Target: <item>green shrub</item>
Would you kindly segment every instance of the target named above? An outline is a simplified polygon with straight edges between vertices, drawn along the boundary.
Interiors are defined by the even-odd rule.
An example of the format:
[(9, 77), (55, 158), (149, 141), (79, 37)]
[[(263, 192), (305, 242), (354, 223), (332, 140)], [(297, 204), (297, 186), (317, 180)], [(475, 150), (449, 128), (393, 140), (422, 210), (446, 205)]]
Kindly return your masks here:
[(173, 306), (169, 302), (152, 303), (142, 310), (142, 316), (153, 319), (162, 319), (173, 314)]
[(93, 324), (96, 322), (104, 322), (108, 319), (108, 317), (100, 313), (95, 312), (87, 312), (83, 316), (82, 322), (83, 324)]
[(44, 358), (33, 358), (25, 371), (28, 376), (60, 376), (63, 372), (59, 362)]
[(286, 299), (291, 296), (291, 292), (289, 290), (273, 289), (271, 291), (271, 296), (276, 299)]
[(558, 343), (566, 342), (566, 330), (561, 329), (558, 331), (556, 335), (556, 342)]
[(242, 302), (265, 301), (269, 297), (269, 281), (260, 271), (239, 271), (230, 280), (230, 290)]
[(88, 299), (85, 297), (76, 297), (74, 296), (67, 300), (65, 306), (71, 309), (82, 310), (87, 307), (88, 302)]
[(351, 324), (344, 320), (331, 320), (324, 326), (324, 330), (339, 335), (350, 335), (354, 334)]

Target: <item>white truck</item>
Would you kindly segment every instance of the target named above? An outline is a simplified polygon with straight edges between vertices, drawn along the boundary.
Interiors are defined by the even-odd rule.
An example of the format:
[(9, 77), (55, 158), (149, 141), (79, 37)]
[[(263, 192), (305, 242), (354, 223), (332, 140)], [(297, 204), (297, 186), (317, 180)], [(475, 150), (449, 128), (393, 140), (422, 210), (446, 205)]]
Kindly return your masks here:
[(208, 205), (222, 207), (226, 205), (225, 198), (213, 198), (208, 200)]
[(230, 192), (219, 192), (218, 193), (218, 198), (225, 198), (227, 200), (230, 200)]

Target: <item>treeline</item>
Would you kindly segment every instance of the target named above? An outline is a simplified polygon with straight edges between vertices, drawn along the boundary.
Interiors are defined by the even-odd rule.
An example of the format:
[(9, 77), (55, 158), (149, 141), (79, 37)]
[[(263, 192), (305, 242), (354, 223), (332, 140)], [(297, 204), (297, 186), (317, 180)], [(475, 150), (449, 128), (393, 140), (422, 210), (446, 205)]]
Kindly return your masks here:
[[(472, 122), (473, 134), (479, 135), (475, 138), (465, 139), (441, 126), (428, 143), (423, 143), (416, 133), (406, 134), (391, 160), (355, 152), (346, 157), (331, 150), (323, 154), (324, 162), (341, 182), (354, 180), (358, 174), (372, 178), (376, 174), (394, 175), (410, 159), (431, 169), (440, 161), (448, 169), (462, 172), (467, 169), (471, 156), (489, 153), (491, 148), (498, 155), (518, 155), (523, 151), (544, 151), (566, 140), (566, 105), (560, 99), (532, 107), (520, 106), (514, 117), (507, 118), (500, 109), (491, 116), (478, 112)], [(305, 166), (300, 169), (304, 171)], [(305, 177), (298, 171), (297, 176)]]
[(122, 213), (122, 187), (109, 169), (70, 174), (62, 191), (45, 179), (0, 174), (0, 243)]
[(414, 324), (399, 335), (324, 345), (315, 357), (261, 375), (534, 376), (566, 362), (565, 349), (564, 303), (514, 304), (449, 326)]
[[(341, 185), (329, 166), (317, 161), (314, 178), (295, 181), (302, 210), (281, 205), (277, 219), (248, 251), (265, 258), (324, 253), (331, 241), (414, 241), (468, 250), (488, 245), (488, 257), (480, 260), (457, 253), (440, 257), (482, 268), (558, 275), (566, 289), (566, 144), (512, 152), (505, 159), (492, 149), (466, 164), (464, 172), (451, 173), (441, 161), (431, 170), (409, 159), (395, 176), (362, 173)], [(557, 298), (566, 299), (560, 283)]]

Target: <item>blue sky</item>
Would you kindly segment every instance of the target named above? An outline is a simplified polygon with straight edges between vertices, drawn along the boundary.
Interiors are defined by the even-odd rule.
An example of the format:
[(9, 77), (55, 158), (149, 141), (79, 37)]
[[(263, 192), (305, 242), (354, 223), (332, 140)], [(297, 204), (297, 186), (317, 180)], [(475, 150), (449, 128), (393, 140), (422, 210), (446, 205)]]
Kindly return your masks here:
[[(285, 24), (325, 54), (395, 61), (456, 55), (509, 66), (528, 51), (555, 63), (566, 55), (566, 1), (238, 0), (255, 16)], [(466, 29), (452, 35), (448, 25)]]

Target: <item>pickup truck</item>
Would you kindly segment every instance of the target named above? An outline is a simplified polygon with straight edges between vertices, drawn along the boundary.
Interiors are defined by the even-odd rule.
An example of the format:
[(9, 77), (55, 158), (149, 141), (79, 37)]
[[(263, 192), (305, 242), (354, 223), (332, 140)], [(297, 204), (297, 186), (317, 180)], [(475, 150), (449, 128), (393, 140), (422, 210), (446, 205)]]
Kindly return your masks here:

════════

● **Exercise directions**: Could you reproduce all of the rows above verbatim, keeping every character, line break and blank line unchanged?

● **Written solution**:
Target: <item>green shrub</item>
Would you kindly segment every instance of the target named above? An outline is a simplified polygon with straight edges between vertices, drawn along the boundary.
Interiors are defined by the even-odd rule.
An example of the format:
[(9, 77), (55, 158), (149, 141), (79, 37)]
[[(263, 192), (305, 242), (354, 223), (332, 140)], [(297, 204), (297, 186), (317, 180)], [(475, 150), (449, 128), (393, 140), (422, 210), (446, 205)]]
Kindly return your masks here:
[(173, 306), (169, 302), (152, 303), (142, 310), (142, 316), (153, 319), (162, 319), (173, 314)]
[(93, 324), (96, 322), (104, 322), (108, 319), (108, 317), (100, 313), (95, 312), (87, 312), (83, 316), (82, 322), (83, 324)]
[(44, 358), (33, 358), (25, 371), (28, 376), (60, 376), (63, 372), (59, 362)]
[(286, 299), (291, 296), (291, 292), (289, 290), (273, 289), (271, 291), (271, 296), (276, 299)]
[(558, 343), (566, 342), (566, 330), (561, 329), (558, 331), (556, 335), (556, 342)]
[(242, 302), (265, 301), (269, 297), (269, 281), (260, 271), (239, 271), (230, 280), (230, 290)]
[(88, 299), (85, 297), (76, 297), (74, 296), (67, 300), (65, 306), (71, 309), (82, 310), (87, 307), (88, 302)]
[(351, 324), (344, 320), (331, 320), (324, 326), (324, 330), (339, 335), (350, 335), (354, 334)]

Target: <item>white truck</item>
Would you kindly segment every instance of the target named above? An outline is a simplified polygon with straight edges between vertices, drawn along the boundary.
Interiors are defined by the even-odd rule.
An example of the format:
[(9, 77), (55, 158), (149, 141), (79, 37)]
[[(263, 192), (305, 242), (354, 223), (332, 140)], [(297, 204), (297, 186), (317, 180)], [(475, 150), (449, 128), (393, 140), (422, 210), (446, 205)]]
Kindly return your masks here:
[(208, 205), (222, 207), (226, 205), (225, 198), (213, 198), (208, 200)]
[(230, 192), (219, 192), (218, 193), (218, 198), (225, 198), (227, 200), (230, 200)]

Target: <item>treeline</item>
Would you kindly segment every instance of the target named above? An outline is a simplified polygon with straight edges between vertices, drawn along the boundary.
Interiors are defined by the even-odd rule.
An example of the format:
[(9, 77), (55, 158), (149, 141), (79, 37)]
[[(263, 192), (305, 242), (354, 223), (332, 140)], [(297, 204), (297, 186), (317, 180)], [(475, 150), (449, 128), (393, 140), (422, 210), (446, 205)]]
Kindly return your masks here:
[[(472, 122), (473, 134), (479, 135), (475, 138), (465, 139), (441, 126), (428, 143), (423, 143), (416, 133), (406, 134), (391, 160), (355, 152), (346, 157), (331, 150), (323, 154), (324, 162), (341, 182), (354, 180), (358, 174), (372, 178), (376, 174), (394, 175), (410, 159), (431, 169), (440, 161), (448, 169), (462, 172), (467, 169), (471, 156), (489, 153), (491, 148), (498, 155), (518, 155), (523, 151), (544, 151), (566, 140), (566, 105), (560, 99), (532, 107), (520, 106), (514, 117), (507, 118), (500, 109), (491, 116), (478, 112)], [(305, 166), (300, 169), (304, 171)], [(305, 177), (298, 171), (297, 176)]]
[(122, 213), (122, 187), (109, 169), (70, 174), (62, 191), (45, 179), (0, 174), (0, 243)]
[(414, 324), (399, 335), (324, 345), (315, 357), (261, 375), (534, 376), (566, 362), (565, 349), (564, 303), (514, 304), (449, 326)]
[[(341, 185), (329, 166), (317, 161), (314, 178), (295, 181), (302, 210), (281, 205), (277, 219), (248, 251), (265, 258), (324, 253), (331, 241), (414, 241), (468, 250), (488, 245), (488, 257), (480, 260), (457, 253), (440, 257), (482, 268), (558, 275), (566, 289), (566, 144), (512, 152), (505, 159), (492, 149), (466, 164), (464, 172), (451, 173), (441, 161), (431, 170), (409, 159), (395, 176), (362, 173)], [(557, 298), (566, 299), (560, 283)]]

Target: <item>blue sky</item>
Would you kindly segment every instance of the target named above? An outline is a simplified polygon with straight edges between vertices, drawn along the boundary.
Interiors are defined by the even-odd rule.
An example of the format:
[(9, 77), (55, 158), (149, 141), (79, 37)]
[[(263, 192), (305, 242), (354, 223), (332, 140)], [(297, 204), (297, 186), (317, 180)], [(475, 150), (449, 128), (393, 140), (422, 210), (446, 205)]]
Kindly return your masks here:
[[(285, 24), (325, 54), (395, 61), (456, 55), (509, 66), (528, 51), (555, 63), (566, 55), (566, 1), (238, 0), (255, 16)], [(466, 29), (452, 35), (448, 25)]]

Target: <item>pickup truck</item>
Would you kindly segment every instance of the target named above? An outline is a simplified polygon with straight edges between vertices, drawn along the boundary.
Interiors are defined by the even-odd rule.
An example of the format:
[(9, 77), (55, 158), (149, 141), (79, 37)]
[[(263, 192), (305, 242), (354, 223), (332, 140)], [(297, 204), (297, 186), (317, 180)], [(475, 150), (449, 128), (393, 140), (422, 210), (446, 205)]]
Kindly return your masks here:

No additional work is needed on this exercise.